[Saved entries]
= Beginning of Section =
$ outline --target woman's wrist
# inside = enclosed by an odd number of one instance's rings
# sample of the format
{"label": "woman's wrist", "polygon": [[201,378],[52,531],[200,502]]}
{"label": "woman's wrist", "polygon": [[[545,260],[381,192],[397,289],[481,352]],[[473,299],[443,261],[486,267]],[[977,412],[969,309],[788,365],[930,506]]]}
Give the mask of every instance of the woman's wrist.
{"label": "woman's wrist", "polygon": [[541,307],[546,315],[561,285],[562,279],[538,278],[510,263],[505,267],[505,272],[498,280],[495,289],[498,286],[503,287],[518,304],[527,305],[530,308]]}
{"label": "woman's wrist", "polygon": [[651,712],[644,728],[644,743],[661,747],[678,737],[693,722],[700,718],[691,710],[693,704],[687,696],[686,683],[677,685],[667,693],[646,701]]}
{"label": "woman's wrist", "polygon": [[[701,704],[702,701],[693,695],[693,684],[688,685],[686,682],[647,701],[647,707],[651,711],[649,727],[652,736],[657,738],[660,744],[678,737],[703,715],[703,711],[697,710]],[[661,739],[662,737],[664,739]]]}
= End of Section =
= Beginning of Section =
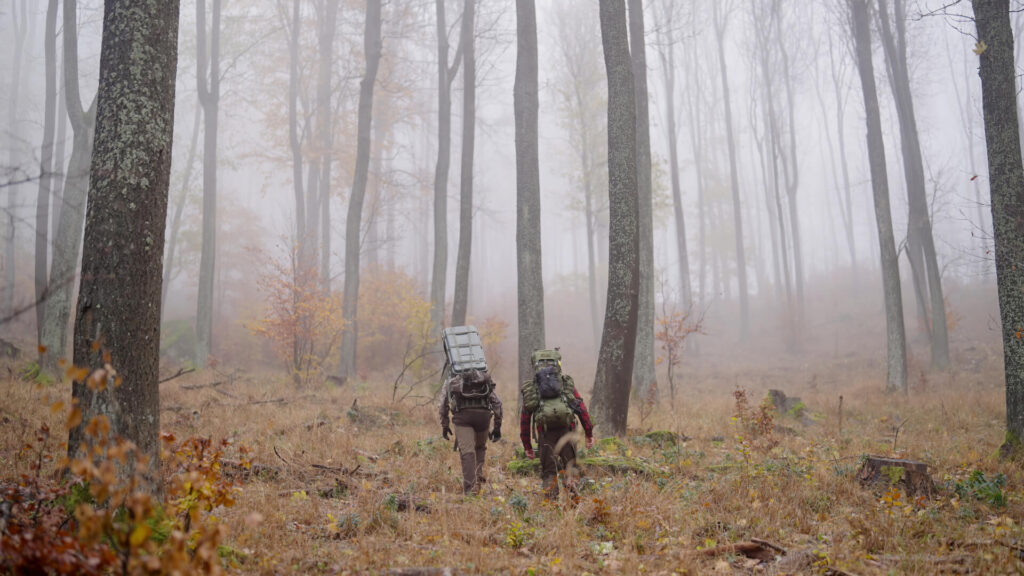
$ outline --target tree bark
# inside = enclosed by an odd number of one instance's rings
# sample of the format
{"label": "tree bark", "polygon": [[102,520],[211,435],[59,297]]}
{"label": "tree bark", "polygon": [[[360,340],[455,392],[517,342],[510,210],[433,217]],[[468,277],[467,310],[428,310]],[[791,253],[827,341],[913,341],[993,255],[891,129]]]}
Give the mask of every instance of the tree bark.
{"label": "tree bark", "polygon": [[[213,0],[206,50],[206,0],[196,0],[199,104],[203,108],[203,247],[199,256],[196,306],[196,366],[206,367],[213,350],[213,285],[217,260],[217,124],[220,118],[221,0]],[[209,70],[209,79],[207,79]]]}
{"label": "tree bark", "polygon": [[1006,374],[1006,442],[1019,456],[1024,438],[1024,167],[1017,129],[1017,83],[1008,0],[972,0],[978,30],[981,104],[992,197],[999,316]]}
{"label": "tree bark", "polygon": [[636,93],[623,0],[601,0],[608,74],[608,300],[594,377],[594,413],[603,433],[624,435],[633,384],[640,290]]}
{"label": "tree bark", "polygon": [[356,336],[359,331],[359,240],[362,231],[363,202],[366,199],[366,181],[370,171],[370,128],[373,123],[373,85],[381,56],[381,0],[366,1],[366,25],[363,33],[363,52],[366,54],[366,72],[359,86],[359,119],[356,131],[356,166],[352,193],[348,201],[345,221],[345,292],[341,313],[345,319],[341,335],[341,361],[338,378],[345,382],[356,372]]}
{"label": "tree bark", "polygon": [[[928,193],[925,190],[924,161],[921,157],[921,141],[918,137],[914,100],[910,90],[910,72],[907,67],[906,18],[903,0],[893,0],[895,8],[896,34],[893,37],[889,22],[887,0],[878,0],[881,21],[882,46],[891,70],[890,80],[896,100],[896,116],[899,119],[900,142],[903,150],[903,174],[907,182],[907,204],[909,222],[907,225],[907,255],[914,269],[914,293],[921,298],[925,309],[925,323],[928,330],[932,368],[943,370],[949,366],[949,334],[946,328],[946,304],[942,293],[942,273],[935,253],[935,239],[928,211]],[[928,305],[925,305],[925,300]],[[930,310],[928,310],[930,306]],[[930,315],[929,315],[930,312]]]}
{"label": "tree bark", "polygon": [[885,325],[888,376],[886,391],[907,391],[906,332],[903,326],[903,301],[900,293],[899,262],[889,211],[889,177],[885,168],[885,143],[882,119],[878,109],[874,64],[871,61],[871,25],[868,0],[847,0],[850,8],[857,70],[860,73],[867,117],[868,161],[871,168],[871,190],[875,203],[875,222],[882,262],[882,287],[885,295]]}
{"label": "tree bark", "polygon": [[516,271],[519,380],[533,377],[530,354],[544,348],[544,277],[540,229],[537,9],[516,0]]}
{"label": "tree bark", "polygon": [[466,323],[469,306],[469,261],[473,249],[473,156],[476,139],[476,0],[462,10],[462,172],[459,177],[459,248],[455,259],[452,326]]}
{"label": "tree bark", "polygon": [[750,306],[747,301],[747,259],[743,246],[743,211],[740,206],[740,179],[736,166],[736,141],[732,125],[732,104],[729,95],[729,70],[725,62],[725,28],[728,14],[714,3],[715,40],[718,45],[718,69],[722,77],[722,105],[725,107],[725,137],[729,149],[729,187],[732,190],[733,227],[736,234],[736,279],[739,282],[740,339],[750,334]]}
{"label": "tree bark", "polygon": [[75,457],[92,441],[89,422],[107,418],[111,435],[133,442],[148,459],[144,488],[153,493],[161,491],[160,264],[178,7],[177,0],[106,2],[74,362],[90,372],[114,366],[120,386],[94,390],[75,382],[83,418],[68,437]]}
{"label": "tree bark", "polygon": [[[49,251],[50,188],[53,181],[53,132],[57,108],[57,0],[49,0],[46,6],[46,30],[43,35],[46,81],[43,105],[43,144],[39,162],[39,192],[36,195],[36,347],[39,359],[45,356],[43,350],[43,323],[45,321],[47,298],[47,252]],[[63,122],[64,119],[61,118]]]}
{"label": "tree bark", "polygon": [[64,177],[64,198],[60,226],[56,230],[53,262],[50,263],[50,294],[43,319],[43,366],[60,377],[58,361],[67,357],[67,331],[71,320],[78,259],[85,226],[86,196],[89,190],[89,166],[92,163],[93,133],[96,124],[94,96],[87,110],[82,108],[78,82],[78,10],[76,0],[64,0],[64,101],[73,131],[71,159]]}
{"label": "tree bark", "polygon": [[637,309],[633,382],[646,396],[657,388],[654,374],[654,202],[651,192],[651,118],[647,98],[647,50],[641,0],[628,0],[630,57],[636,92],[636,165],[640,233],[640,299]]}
= End of Section =
**TASK DESCRIPTION**
Please report all lines in the entries where "outline" appears.

**RESULT OF THIS EXERCISE**
$ outline --target woman's wrist
$ outline --target tree bark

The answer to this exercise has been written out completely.